▶ TASK PROMPT: What is needed is the full set of records, word for word, with no pictures.

(Records excerpted from a collection)
☆ ☆ ☆ ☆ ☆ ☆ ☆
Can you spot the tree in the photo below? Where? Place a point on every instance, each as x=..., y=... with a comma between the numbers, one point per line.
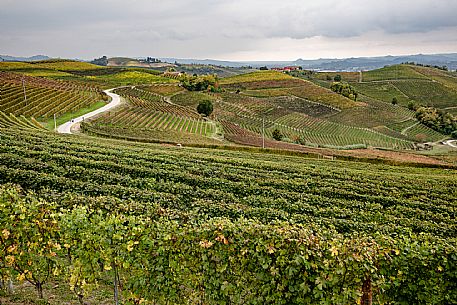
x=345, y=90
x=205, y=107
x=199, y=83
x=277, y=135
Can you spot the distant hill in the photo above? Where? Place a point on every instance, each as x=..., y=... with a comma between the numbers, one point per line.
x=15, y=58
x=329, y=64
x=132, y=62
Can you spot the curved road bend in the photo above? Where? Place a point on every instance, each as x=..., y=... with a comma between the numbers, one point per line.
x=116, y=101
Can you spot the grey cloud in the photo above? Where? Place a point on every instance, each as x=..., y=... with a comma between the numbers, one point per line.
x=205, y=27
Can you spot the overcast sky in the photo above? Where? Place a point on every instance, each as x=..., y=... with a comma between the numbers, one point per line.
x=229, y=30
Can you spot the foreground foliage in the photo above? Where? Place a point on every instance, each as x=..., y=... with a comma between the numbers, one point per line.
x=185, y=226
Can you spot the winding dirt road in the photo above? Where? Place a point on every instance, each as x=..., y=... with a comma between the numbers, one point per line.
x=116, y=101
☆ ☆ ☆ ☆ ☆ ☆ ☆
▶ SOLUTION TO THE PROBLEM:
Can you spot the tree in the photo below? Where? Place a point on every instance, each as x=..., y=... with a comma between the numbers, one point per line.
x=345, y=90
x=205, y=107
x=199, y=83
x=277, y=135
Can you spot the distant hill in the photo above? Where? Place a point on every instance, each as x=..., y=... with a comma between the numbers, one point per line.
x=15, y=58
x=329, y=64
x=132, y=62
Can you spot the curved road bend in the photo above? Where? Place a point on every instance, each as x=..., y=... with a comma between the numbers, one point per line.
x=116, y=101
Can you spot the grey cloud in the photo above? Where? Place a point on every instance, each as x=..., y=... with a comma between the numbers, one point per line.
x=205, y=27
Can you spot the overcast sky in the photo above? Where? Place a point on every instance, each as x=..., y=... with a comma between the numbers, one point per line.
x=229, y=30
Can you spot the foreground foliage in the photo above? Where? Place a point on every instance, each as x=..., y=... with a comma between the numbers, one point per line.
x=185, y=226
Can you spot the winding dirt road in the photo above? Where? Place a point on every instance, each as x=..., y=... with a comma between the numbers, one point per line.
x=116, y=101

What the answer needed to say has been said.